Coordinate annotation records
:::
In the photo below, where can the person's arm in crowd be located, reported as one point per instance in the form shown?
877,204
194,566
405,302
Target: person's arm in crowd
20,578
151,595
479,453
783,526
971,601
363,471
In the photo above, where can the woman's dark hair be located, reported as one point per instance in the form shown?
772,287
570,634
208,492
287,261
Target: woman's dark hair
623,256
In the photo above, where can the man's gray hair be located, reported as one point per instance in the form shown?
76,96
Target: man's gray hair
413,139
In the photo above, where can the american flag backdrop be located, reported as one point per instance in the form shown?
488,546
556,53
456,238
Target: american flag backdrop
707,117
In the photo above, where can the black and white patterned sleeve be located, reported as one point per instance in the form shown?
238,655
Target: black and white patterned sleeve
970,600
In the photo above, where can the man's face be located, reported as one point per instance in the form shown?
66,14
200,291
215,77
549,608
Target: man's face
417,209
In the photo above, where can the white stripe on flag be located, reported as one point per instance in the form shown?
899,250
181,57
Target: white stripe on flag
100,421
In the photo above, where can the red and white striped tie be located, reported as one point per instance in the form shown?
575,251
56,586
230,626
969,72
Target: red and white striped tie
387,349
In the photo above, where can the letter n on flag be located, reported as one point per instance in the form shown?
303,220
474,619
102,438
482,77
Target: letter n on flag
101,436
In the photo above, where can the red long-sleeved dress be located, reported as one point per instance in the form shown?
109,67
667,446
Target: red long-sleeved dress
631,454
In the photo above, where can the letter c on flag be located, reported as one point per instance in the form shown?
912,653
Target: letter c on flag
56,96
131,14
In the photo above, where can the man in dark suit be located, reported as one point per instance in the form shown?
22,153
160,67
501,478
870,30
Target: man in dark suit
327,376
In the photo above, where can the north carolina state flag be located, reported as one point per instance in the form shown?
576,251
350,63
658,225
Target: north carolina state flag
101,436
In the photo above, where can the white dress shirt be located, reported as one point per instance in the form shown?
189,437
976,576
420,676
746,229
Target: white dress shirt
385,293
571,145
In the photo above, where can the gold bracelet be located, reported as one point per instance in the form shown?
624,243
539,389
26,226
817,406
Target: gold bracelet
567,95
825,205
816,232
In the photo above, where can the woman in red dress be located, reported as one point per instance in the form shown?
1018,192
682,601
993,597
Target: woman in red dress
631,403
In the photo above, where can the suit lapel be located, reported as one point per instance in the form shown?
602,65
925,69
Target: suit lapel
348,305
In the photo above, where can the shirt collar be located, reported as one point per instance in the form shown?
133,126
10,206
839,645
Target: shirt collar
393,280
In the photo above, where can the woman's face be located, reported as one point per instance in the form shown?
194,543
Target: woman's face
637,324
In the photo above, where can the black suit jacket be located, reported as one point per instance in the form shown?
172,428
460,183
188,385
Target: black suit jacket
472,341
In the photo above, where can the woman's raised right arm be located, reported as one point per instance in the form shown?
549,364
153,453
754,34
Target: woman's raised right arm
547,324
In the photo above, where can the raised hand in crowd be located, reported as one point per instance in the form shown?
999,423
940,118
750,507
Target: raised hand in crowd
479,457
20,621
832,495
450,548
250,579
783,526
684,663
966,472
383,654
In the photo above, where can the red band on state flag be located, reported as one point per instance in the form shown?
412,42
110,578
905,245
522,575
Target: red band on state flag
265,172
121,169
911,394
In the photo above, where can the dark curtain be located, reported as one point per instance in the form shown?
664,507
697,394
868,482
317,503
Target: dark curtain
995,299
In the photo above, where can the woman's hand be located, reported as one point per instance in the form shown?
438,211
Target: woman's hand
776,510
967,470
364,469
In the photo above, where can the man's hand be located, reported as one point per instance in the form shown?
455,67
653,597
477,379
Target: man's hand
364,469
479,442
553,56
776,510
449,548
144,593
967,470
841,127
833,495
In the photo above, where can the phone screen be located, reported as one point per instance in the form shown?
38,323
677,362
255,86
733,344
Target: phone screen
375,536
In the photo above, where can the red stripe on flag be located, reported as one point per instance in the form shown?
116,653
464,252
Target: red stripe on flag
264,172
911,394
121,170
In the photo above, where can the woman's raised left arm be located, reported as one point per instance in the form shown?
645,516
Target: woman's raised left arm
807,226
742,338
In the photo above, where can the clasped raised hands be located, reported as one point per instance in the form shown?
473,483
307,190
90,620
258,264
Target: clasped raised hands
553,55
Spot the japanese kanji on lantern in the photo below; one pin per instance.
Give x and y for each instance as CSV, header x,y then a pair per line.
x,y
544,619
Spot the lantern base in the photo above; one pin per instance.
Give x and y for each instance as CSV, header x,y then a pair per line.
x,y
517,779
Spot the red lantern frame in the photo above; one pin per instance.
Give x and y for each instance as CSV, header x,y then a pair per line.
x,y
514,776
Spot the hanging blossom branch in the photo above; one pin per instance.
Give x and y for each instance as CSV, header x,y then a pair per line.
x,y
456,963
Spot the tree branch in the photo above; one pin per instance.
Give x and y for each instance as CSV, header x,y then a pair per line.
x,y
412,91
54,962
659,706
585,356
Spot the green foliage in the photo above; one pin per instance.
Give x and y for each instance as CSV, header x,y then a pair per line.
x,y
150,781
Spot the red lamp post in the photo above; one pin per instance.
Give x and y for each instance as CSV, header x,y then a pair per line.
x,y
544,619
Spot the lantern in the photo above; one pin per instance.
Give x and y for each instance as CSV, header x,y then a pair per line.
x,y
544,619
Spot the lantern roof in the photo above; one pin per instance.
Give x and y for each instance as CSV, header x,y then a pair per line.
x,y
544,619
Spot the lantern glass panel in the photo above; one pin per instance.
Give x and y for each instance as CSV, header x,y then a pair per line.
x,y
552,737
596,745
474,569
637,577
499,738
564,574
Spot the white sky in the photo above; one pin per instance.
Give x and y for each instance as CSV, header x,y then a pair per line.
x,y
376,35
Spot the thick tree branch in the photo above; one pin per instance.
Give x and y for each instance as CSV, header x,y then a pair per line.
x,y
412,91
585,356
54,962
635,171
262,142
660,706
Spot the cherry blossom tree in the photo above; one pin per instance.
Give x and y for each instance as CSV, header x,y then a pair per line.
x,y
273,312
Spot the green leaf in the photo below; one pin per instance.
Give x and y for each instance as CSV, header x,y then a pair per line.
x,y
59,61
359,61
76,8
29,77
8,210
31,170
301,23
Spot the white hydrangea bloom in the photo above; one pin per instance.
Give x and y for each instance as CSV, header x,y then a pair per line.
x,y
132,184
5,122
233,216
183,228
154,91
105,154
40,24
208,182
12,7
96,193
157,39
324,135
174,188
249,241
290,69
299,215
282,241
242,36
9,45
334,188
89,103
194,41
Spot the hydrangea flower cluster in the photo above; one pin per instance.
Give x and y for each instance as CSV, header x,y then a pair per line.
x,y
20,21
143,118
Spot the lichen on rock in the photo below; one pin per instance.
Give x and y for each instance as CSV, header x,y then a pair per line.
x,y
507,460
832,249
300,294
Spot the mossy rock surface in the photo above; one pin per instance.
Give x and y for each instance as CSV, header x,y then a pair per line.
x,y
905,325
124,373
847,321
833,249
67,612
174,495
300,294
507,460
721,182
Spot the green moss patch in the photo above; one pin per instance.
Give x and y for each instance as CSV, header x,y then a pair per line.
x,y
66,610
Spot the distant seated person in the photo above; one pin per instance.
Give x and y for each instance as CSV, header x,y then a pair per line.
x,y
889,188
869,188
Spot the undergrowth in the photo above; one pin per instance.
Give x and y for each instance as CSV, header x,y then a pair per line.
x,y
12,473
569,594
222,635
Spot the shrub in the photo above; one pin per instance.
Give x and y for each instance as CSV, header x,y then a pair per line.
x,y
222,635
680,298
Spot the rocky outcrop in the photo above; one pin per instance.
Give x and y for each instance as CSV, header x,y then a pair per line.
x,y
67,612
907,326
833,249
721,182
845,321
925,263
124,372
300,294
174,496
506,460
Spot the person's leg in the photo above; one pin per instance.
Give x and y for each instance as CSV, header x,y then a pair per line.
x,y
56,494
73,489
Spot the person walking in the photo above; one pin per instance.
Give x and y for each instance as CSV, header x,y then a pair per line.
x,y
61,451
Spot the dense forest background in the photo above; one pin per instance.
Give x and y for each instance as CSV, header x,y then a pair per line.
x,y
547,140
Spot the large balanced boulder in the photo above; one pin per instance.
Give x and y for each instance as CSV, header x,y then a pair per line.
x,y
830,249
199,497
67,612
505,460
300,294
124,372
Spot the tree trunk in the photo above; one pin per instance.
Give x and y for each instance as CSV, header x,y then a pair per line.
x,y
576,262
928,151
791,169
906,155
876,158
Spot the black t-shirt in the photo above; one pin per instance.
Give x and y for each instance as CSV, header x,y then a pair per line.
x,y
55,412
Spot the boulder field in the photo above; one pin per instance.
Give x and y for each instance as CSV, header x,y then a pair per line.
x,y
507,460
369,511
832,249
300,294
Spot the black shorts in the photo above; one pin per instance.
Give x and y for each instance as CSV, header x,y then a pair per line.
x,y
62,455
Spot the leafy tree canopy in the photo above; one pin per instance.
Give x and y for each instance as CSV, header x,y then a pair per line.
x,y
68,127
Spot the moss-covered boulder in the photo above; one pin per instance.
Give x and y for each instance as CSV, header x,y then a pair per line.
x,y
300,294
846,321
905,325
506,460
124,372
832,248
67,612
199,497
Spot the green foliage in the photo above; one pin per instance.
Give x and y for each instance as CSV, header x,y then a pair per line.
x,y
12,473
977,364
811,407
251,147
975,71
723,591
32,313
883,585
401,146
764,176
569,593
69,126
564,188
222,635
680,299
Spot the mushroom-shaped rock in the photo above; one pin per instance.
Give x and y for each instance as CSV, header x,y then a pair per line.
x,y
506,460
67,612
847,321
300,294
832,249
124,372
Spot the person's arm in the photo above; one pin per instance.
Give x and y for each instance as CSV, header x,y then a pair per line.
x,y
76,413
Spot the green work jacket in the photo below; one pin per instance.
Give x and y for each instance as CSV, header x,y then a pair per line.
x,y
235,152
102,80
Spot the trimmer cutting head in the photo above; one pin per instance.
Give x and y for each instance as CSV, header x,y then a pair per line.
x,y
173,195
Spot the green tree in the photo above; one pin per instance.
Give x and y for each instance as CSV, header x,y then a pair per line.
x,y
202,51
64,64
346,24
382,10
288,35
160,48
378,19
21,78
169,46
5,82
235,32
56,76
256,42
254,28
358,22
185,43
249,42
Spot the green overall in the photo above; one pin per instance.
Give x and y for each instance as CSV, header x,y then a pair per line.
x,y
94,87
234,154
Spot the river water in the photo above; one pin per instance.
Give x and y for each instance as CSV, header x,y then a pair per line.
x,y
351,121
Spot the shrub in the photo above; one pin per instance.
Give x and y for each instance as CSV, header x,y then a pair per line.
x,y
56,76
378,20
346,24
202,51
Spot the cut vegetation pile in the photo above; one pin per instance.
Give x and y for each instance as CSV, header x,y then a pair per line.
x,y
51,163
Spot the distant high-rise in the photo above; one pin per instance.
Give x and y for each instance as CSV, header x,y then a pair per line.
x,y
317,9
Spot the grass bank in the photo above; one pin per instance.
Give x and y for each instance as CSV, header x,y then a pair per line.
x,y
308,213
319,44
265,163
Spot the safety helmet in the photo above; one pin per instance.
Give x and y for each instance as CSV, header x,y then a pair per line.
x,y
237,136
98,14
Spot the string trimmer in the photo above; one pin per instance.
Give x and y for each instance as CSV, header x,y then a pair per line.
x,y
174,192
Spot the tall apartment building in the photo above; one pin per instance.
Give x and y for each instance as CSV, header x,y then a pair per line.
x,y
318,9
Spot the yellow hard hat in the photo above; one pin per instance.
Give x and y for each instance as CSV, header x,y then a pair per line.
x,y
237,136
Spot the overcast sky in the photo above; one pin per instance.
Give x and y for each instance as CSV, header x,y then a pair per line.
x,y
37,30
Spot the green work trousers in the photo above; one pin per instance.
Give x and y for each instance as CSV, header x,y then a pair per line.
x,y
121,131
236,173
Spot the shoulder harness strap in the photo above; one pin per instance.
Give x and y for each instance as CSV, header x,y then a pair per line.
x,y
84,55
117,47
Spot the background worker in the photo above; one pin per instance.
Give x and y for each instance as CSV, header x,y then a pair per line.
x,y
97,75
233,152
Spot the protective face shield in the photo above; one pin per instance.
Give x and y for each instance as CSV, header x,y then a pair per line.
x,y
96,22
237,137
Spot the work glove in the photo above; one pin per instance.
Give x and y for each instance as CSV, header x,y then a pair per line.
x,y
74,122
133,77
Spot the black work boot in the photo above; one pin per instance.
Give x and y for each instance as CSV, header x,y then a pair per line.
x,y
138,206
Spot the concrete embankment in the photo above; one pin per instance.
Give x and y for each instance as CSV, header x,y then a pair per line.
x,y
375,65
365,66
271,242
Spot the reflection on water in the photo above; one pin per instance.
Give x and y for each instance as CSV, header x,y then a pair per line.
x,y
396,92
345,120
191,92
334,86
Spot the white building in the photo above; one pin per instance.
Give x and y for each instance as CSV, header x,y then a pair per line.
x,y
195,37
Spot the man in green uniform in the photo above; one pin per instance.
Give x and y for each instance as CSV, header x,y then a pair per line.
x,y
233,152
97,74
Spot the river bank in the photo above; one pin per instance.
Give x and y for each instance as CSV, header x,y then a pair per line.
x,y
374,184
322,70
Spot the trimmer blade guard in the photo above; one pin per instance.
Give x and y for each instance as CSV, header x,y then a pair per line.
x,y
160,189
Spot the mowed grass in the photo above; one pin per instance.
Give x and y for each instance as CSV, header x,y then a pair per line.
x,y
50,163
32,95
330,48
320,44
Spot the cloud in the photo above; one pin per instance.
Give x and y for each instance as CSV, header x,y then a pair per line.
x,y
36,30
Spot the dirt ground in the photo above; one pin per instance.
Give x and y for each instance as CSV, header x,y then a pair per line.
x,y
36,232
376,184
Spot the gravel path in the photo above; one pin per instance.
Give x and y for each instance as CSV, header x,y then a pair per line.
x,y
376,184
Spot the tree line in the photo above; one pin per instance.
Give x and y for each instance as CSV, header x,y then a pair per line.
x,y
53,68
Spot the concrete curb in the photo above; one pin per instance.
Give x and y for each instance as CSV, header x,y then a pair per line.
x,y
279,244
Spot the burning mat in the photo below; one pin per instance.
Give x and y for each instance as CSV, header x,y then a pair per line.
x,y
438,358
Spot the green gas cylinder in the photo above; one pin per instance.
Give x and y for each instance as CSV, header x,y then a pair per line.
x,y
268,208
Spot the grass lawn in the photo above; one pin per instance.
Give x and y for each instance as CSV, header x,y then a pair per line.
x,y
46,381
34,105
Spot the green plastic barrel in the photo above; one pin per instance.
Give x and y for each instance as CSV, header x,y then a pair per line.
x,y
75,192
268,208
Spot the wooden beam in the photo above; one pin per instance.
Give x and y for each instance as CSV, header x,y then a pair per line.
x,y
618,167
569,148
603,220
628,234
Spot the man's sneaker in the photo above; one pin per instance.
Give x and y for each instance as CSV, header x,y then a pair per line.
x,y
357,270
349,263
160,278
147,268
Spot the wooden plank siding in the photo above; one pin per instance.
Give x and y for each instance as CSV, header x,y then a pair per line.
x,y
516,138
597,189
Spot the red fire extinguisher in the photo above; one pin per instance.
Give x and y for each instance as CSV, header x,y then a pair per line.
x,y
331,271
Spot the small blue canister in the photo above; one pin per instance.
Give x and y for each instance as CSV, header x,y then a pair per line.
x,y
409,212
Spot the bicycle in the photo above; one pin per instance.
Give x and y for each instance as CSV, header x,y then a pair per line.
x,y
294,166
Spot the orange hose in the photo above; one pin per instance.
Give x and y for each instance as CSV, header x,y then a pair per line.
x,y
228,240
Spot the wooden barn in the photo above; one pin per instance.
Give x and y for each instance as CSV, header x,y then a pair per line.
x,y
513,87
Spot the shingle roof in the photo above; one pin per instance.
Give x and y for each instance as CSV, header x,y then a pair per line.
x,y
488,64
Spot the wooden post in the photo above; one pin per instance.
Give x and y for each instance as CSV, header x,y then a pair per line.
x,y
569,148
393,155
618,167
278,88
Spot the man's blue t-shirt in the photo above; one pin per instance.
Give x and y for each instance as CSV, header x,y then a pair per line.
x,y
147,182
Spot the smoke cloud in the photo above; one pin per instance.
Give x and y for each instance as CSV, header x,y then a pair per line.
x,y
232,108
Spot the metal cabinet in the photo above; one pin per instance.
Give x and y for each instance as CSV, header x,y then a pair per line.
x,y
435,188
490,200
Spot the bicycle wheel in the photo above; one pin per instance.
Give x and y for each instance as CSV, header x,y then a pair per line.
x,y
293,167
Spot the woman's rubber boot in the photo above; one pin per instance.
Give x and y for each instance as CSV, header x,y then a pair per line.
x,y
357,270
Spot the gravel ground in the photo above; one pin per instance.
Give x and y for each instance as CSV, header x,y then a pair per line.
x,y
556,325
:::
TASK DIRECTIONS » Output the line holding "Spot the wooden post", then every later line through the end of the records above, exactly as given and nothing else.

COMPLETE OUTPUT »
Spot the wooden post in the photo above; one pin per instance.
Give x and y for each instance as CSV, header x,y then a pair per line.
x,y
569,148
393,155
618,167
278,88
Spot the man's blue t-shirt in the photo above; one pin per instance.
Give x and y for each instance as CSV, header x,y then a pair per line.
x,y
147,182
Spot the smoke cloud in the photo above; one pin per instance.
Give x and y for each instance as CSV, header x,y then a pair per line.
x,y
232,108
Spot the metal cabinet in the photo above; one pin per instance.
Give x and y for each instance as CSV, header x,y then a pair per line.
x,y
435,188
490,200
Spot the bicycle wheel in the photo above; one pin per instance.
Give x and y for each instance as CSV, header x,y then a pair per line.
x,y
293,167
Spot the woman's rubber boot in the photo above; one pin per instance.
Give x and y for each instance as CSV, header x,y then a pair per line.
x,y
357,270
Spot the gravel ground in the photo above; one pin per instance.
Give x and y for each instance as CSV, header x,y then a pair per line.
x,y
556,325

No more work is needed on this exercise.